• [What needs to be done]
Transcribe every record verbatim.

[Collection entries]
# # # # #
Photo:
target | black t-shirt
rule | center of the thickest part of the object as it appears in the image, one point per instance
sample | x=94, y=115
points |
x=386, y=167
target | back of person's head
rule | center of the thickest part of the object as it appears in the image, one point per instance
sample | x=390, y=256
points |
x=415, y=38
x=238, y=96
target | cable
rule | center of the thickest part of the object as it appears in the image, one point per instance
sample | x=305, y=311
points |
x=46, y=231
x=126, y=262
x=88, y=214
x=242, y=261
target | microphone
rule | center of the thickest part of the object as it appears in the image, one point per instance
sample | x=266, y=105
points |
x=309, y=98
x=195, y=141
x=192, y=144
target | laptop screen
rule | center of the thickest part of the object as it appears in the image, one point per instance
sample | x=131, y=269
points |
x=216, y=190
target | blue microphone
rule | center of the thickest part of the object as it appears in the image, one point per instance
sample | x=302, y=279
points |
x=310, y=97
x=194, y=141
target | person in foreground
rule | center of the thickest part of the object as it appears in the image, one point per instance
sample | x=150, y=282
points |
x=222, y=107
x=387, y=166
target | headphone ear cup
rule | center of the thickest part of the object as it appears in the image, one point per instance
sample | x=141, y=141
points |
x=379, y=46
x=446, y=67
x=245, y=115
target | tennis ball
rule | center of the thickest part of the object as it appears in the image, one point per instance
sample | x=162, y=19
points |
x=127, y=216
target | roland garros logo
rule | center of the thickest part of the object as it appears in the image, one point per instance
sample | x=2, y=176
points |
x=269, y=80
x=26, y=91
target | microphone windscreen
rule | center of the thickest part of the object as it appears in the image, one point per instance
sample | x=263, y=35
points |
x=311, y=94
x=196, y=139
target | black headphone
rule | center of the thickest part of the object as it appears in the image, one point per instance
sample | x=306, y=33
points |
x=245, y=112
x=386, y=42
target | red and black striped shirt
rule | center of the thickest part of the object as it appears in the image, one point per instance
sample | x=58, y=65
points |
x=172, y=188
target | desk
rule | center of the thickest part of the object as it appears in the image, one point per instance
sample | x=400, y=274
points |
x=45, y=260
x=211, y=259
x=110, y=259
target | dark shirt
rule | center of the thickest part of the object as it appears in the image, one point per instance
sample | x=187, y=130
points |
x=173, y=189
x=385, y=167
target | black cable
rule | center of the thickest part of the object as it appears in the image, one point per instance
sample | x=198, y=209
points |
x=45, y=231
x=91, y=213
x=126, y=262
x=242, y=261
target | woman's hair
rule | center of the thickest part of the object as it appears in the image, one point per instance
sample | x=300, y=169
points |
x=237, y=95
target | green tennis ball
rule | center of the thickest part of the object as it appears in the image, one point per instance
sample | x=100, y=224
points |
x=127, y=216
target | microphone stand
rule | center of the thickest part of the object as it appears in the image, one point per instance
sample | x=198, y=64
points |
# # # # #
• [The completed task]
Photo:
target | black t-shirt
rule | center of the thickest part of the object as it appears in the image, one point per instance
sample | x=94, y=115
points |
x=386, y=167
target | back of person's head
rule | center of the thickest part of the object as it appears in the image, one point per instance
sample | x=390, y=256
points |
x=415, y=38
x=238, y=96
target | cable
rule | center of the thickest part of the object as it appears in the image, one point per instance
sample | x=305, y=311
points |
x=46, y=231
x=126, y=262
x=88, y=214
x=242, y=261
target | microphone
rule | center of the thickest part of the object as it appears in the image, one point per instance
sample | x=266, y=105
points |
x=309, y=98
x=195, y=141
x=192, y=144
target | laptop screen
rule | center of the thickest part of the object as it appears in the image, one point per instance
sample | x=131, y=269
points |
x=216, y=190
target | blue microphone
rule | center of the thickest part of the object as it appears in the image, one point per instance
sample | x=302, y=279
points |
x=310, y=97
x=194, y=141
target | person in foreground
rule | center of the thickest part of the object as it appears in the image, one point per instance
sample | x=150, y=282
points |
x=222, y=107
x=387, y=166
target | headphone ear cup
rule | center of the thickest part of the object as it appears in the image, one point per instance
sample | x=141, y=141
points |
x=379, y=46
x=446, y=67
x=245, y=115
target | tennis ball
rule | center of the thickest part of the object as it appears in the image, one point per instance
sample | x=162, y=19
points |
x=127, y=216
target | roland garros logo
rule | center of the thickest part of the object as it appears in the image, one point per instance
sample | x=2, y=176
points |
x=269, y=80
x=26, y=91
target | microphone windscreen
rule | center of the thickest part of the object as it appears in the image, one point per instance
sample | x=263, y=35
points |
x=311, y=94
x=196, y=139
target | black headphone
rule | center of the thickest part of the object as it appears in the image, one point per instance
sample | x=306, y=33
points |
x=245, y=112
x=386, y=42
target | red and black striped shirt
rule | center of the thickest part of the object as it appears in the image, one point per instance
sample | x=58, y=65
points |
x=172, y=188
target | desk
rule | center of the thickest part of the object as it appears in the image, one point per instance
sample | x=400, y=274
points |
x=45, y=260
x=211, y=259
x=110, y=259
target | dark shirt
rule | center of the thickest part of the object as it appears in the image, one point per instance
sample | x=187, y=130
points |
x=173, y=189
x=385, y=167
target | black cable
rule | center of the thickest part of the object as it appears in the image, one point per instance
sample | x=198, y=209
points |
x=45, y=231
x=91, y=213
x=126, y=262
x=242, y=261
target | woman's hair
rule | center of the thickest part of the object as it appears in the image, one point per instance
sample | x=300, y=169
points |
x=237, y=95
target | green tennis ball
rule | center of the thickest part of the object as it appears in the image, one point per instance
sample | x=100, y=224
points |
x=127, y=216
target | microphone stand
rule | center of the thickest part of the object as it appears in the image, one point per instance
sample | x=198, y=64
points |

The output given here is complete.